CONSIGNE: Reproduisez à l'identique le segment du passage sur les contes au Festival de Cannes qui va de « Le conte est » jusqu'à « au destin funeste. » inclus.

Le conte est l’une des figures récurrentes dans les films cannois de cette année. Il y a bien sûr le Tale of tales de Matteo Garrone, adaptation de trois contes tirés d’un recueil italien du XVIIème siècle. Il y a aussi Les Mille et une nuits de Miguel Gomes, variation autour des contes de Shérazade qui sonde le Portugal d’aujourd’hui via de courtes histoires issues de faits divers véritables. Il y a même Pauline s’arrache, documentaire d’Emilie Brisavoine sélectionné à l’ACID, dont les cartons présentent l’héroïne comme une princesse coincée dans le château familial. Marguerite et Julien démarre lui aussi comme un conte se déroulant « il y a très, très longtemps ». C’est à l’intérieur d’un dortoir qu’une jeune surveillante raconte à des petites filles ébahies l’extraordinaire histoire de Julien et Marguerite de Ravalet, frère et sœur incestueux au destin funeste.

DONNÉES FOURNIES:
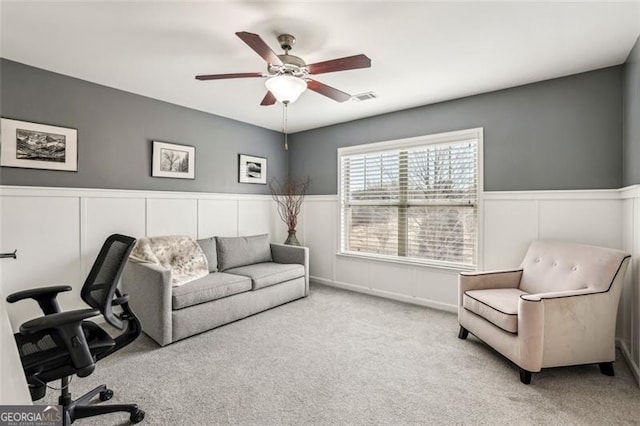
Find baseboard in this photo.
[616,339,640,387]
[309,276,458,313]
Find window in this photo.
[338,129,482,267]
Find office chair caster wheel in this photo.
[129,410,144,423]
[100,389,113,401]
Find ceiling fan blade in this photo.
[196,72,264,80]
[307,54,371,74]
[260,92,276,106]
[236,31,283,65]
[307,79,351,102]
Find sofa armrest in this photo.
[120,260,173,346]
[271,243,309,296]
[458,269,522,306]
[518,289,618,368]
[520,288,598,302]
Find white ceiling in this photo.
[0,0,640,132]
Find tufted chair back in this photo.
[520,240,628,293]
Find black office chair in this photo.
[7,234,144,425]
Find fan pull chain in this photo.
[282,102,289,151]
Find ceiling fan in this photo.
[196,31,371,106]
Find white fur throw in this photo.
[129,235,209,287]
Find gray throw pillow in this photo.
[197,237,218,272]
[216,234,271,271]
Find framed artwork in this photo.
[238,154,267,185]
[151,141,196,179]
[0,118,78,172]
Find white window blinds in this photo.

...

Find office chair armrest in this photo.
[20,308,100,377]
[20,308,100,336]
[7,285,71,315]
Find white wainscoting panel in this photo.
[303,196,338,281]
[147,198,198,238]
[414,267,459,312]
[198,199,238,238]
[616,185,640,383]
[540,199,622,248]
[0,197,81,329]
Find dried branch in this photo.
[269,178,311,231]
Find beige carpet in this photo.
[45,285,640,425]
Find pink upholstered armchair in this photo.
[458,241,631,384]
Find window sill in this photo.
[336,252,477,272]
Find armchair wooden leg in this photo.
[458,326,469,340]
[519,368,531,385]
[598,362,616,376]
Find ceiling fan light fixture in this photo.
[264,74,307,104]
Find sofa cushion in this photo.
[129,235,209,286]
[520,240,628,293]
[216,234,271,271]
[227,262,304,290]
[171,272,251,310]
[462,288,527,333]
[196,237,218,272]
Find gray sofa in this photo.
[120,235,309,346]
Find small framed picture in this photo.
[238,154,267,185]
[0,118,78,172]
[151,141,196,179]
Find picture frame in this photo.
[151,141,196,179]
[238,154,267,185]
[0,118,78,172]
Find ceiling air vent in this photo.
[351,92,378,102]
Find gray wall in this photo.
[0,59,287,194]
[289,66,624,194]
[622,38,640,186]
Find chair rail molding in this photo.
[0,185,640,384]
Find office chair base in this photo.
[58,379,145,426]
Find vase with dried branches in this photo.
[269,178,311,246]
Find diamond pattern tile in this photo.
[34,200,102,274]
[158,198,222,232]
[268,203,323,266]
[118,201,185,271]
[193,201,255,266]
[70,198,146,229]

RÉPONSE FINALE:
Le conte est l’une des figures récurrentes dans les films cannois de cette année. Il y a bien sûr le Tale of tales de Matteo Garrone, adaptation de trois contes tirés d’un recueil italien du XVIIème siècle. Il y a aussi Les Mille et une nuits de Miguel Gomes, variation autour des contes de Shérazade qui sonde le Portugal d’aujourd’hui via de courtes histoires issues de faits divers véritables. Il y a même Pauline s’arrache, documentaire d’Emilie Brisavoine sélectionné à l’ACID, dont les cartons présentent l’héroïne comme une princesse coincée dans le château familial. Marguerite et Julien démarre lui aussi comme un conte se déroulant « il y a très, très longtemps ». C’est à l’intérieur d’un dortoir qu’une jeune surveillante raconte à des petites filles ébahies l’extraordinaire histoire de Julien et Marguerite de Ravalet, frère et sœur incestueux au destin funeste.